<<<<

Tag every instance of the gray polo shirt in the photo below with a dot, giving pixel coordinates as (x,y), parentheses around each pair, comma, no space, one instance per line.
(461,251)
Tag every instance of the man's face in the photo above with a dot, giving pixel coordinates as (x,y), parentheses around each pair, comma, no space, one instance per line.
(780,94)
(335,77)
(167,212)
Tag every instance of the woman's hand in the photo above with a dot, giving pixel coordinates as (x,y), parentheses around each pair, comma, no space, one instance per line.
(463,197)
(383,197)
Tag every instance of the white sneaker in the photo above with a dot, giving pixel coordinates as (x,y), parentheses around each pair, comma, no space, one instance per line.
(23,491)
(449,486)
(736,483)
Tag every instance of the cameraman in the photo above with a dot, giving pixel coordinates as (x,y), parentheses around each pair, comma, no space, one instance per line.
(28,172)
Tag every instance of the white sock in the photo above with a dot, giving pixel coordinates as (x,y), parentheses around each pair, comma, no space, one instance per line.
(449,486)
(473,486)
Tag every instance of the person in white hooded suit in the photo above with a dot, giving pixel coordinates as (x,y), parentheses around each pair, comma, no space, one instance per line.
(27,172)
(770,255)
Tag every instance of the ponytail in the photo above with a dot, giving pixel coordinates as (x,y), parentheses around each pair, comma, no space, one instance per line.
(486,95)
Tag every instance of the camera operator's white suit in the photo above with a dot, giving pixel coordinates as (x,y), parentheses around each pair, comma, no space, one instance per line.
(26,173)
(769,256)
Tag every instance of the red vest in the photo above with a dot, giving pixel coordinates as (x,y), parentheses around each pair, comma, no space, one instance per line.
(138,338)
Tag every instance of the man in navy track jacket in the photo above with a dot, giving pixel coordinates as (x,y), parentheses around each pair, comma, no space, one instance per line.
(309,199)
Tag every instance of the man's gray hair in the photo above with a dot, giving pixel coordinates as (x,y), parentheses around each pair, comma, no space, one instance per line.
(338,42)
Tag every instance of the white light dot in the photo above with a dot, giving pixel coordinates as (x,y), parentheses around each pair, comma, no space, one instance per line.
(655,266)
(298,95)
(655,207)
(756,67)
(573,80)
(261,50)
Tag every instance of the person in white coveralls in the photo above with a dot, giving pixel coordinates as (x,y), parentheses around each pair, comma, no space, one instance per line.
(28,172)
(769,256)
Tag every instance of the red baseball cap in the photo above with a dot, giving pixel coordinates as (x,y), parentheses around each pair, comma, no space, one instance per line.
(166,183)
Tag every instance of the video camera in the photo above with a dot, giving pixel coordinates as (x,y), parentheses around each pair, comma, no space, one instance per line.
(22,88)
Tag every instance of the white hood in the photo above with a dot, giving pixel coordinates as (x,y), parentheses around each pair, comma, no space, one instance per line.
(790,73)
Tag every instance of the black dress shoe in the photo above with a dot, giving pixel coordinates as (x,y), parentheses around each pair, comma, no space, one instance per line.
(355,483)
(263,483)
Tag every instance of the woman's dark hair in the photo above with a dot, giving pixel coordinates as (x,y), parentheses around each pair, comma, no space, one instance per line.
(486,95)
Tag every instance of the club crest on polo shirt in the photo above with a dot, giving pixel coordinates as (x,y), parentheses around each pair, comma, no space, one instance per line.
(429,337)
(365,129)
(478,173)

>>>>

_WHAT THE EXERCISE ASKS:_
Copy the material above, line for line.

_SOLVED PROBLEM:_
Tag every instance of the gray polo shirt in the photo below with a dot, giving pixel coordinates as (x,y), parentheses around each pair, comma, no space, one instance per line.
(461,251)
Tag every instance of the man's face in the photo above with a dot, giving pixel coordinates as (x,y), parentheses around each pair, comma, no space, one instance per line.
(780,94)
(335,77)
(167,212)
Tag every instance of the woman's hand in the photo above with a dot, giving pixel coordinates as (x,y), parentheses around each pair, comma, no space, one instance per line.
(463,197)
(383,197)
Tag every instance of the white sneaker in the photo above with a dot, giving pixel coordinates as (x,y), parentheses around each pair, comma, no space, one instance per line.
(23,491)
(449,486)
(736,483)
Tag every instance of the cameraman in the photo above with a dot, giving pixel coordinates as (x,y), parentheses around each pair, comma, no space, one instance per line.
(28,172)
Tag every instance of the white sock in the photo above with a dot, giving pixel coordinates as (x,y), parentheses around each pair, comma, no space, one instance per line.
(449,486)
(473,486)
Tag every instance of the person in white hooded suit in the photo above with a dot, giving pixel coordinates as (x,y), parentheses around each pair, comma, no space, one instance per line.
(27,172)
(770,255)
Tag every instance of the ponytail in the photo above with a dot, giving pixel coordinates as (x,y), parentheses around each pair, comma, no space, one instance per line.
(486,95)
Tag every instance of the camera operator's white suit in the photo above with a dot, giving pixel coordinates as (x,y), parentheses around each pair, comma, no space, one instance per line.
(26,173)
(769,256)
Tag every instance of the red vest in the photo above with a dot, giving pixel coordinates as (x,y), parentheses around each pair, comma, no space, one instance per line.
(138,338)
Tag every instance of the man in navy track jacket in the photo above with a dot, giving pixel coordinates as (x,y), parentheses around each pair, comma, no space, one instance per line.
(309,199)
Tag every instance of the man's gray hair in the photo above with a dot, giving pixel coordinates as (x,y), parentheses around each pair, comma, no space, one instance per line.
(338,42)
Tag every instance of the white light dot in the photo above with a dot, giving pixel coordinates as (x,y), parentheses around each pair, comma, no space, one instance per line.
(655,266)
(298,95)
(655,207)
(756,67)
(573,80)
(261,50)
Tag every instance of the person in white coveralls in the photo above with a dot, giving pixel coordinates as (x,y), parentheses around each pair, comma, no space, one instance per line.
(28,172)
(769,256)
Tag every instance of the red baseball cap in the photo above with a dot, giving pixel coordinates as (x,y), parentheses around each pair, comma, no space, one instance per line.
(166,183)
Tag every instance of the video camera in the photo above with a dot, giving pixel coordinates as (x,y), parentheses around each pair, comma, no space, one instance per line.
(22,88)
Tag every instance of the white hood in the photo above with a dot, giving pixel coordinates as (x,y), parentheses around each pair, comma, no space, one instance per line.
(790,73)
Tag every instance of the black dress shoe in the photo above with a dot, giving pixel coordinates as (x,y), parentheses around each pair, comma, no space, one instance per line.
(355,483)
(263,483)
Tag every instance of the woman's dark hair in the photo above with a dot, giving pixel coordinates as (x,y), parentheses around each pair, comma, no space, one instance per line.
(486,95)
Tag every instance of the club crest on polo shirt in the photo above with a dot, giving pixel coordinates as (x,y), parentheses around each pair, comma, no space, one instance per line.
(429,337)
(365,129)
(478,173)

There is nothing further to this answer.